▶ Data for the task

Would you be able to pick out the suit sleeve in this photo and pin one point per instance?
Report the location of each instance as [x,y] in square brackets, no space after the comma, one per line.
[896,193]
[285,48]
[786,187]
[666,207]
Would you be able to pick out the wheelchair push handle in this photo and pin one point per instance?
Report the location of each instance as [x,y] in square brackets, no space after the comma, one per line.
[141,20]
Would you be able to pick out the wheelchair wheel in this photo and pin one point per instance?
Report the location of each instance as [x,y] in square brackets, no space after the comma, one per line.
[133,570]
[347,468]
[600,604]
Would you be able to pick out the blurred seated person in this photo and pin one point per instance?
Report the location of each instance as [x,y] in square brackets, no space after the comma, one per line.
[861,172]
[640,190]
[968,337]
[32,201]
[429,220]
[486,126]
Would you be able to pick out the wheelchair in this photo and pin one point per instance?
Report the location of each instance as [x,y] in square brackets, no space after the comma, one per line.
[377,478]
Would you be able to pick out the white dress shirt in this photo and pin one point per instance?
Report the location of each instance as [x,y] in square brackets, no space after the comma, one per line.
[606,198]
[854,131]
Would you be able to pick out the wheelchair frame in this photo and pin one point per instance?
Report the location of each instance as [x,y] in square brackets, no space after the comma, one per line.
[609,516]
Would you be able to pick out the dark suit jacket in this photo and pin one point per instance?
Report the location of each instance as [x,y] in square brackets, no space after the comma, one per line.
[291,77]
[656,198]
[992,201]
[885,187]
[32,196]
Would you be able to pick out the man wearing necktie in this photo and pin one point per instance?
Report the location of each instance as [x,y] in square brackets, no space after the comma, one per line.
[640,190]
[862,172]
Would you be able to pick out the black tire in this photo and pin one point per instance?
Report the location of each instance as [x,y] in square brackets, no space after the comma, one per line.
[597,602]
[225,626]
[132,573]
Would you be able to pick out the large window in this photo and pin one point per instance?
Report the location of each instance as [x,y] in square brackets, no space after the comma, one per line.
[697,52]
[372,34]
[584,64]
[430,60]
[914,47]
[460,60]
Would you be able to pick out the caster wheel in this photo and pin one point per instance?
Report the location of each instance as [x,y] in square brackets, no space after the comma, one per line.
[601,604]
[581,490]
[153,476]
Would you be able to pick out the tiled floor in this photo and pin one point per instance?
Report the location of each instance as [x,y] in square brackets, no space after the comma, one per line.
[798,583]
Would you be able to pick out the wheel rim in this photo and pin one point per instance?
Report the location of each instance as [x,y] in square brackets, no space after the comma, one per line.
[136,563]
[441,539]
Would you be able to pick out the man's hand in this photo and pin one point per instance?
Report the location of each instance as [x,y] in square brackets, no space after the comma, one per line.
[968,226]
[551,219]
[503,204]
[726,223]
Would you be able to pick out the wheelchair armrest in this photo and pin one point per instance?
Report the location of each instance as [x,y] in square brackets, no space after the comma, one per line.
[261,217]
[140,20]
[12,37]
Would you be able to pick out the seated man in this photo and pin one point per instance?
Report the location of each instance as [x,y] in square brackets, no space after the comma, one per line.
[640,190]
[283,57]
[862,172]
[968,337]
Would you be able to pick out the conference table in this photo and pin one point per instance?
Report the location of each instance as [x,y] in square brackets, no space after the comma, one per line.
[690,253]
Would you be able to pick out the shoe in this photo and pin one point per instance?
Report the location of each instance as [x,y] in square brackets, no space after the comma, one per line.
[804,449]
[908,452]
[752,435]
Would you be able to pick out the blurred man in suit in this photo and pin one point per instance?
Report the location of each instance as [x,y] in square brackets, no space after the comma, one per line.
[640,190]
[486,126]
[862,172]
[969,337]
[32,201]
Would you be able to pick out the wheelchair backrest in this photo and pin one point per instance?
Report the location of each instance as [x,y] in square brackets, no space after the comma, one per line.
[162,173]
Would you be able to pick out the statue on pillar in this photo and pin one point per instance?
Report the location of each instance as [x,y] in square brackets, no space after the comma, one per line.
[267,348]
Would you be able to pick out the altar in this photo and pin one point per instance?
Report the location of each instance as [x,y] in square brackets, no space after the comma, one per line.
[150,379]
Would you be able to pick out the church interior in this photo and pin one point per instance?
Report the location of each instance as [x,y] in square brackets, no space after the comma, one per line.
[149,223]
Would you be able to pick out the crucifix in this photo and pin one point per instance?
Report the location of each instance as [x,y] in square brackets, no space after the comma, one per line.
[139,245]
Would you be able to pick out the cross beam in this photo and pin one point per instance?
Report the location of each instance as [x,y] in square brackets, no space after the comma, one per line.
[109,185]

▶ Brief
Above are the entries; copy every line among them that contains the word "blurred".

▶ Reply to the task
Would you be able to pick out the blurred seated person in this photo and pin one point per instance?
Would you be able to pick out the blurred man in suit in this photo and pin one point per instance?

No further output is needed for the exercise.